THE RECORDS

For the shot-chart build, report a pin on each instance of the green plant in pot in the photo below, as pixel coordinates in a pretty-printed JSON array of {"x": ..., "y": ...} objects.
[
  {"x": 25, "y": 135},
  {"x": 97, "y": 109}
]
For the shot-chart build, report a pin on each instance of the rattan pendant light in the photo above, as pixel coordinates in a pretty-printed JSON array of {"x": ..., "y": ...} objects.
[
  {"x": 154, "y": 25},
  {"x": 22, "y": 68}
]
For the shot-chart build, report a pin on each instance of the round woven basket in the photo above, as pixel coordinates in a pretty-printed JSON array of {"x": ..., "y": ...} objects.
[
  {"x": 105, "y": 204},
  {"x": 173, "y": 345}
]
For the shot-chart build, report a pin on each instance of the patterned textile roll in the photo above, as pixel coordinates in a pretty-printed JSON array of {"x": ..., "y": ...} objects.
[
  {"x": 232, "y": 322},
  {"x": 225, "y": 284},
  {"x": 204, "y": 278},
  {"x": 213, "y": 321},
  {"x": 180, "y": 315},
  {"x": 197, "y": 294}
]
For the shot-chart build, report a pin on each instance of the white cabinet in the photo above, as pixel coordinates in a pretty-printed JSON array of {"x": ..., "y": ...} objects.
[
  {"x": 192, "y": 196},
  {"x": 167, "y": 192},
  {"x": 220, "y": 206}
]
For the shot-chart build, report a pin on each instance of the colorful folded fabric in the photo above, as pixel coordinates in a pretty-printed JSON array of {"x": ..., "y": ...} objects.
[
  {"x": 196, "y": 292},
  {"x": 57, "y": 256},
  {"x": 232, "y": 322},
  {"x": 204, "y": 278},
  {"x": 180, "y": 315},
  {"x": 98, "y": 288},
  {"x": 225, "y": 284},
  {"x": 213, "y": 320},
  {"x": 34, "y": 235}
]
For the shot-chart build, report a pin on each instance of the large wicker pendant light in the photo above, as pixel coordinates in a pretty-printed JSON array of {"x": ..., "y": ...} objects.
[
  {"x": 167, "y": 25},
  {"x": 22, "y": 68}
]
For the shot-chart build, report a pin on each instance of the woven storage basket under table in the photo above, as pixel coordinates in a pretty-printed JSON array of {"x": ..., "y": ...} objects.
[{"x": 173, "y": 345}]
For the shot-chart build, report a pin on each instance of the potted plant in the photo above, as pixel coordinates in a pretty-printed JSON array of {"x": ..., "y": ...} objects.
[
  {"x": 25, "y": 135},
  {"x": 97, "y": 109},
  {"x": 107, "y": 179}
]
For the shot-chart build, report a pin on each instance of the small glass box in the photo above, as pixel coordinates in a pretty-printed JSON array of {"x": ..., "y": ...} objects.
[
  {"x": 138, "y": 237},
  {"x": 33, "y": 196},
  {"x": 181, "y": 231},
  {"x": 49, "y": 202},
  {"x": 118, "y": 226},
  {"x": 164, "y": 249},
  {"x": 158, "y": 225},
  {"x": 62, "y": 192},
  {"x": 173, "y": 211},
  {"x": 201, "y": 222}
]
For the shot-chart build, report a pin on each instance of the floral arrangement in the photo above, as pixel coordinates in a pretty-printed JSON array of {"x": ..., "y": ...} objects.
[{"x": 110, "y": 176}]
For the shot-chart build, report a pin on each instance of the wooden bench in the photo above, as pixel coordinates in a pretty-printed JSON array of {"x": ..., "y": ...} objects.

WORK REQUIRED
Copy out the data word for word, from the line that contains "of the large" through the end of the data, both ends included.

OUTPUT OF THE TASK
For the shot-chart build, report a pin on each instance of the large wicker pendant light in the photo above, as pixel coordinates in a pretty-printed JSON array of {"x": ..., "y": ...} objects.
[
  {"x": 167, "y": 25},
  {"x": 22, "y": 68}
]
For the shot-chart build, report a pin on each instance of the woven storage basket under table in the photo above, as pixel coordinates in a pretty-printed JSON array of {"x": ..., "y": ...} objects.
[{"x": 173, "y": 345}]
For the shot-chart build, report a pin on each instance of the potted plant in the photo above, as pixel coordinates in a pretty-printed JSON array of {"x": ..., "y": ...} objects.
[
  {"x": 25, "y": 135},
  {"x": 97, "y": 109},
  {"x": 107, "y": 179}
]
For the shot-chart build, report a pin on each instance of the small glass box in the photo above, as pixel coordinates in a pretty-printed JSON array of {"x": ..., "y": ...} objects.
[
  {"x": 138, "y": 237},
  {"x": 33, "y": 196},
  {"x": 181, "y": 231},
  {"x": 49, "y": 202},
  {"x": 118, "y": 226},
  {"x": 164, "y": 249},
  {"x": 158, "y": 225},
  {"x": 62, "y": 192},
  {"x": 173, "y": 211},
  {"x": 201, "y": 222}
]
For the shot-chart build, report a pin on each instance of the floral arrangement in the photo above, as pixel coordinates in a pretty-printed JSON array of {"x": ..., "y": ...} objects.
[{"x": 110, "y": 176}]
For the shot-chart build, report a pin on each instance of the wooden bench in the photo above, as pixel coordinates in a pretty-printed JSON array of {"x": ..., "y": ...} objects.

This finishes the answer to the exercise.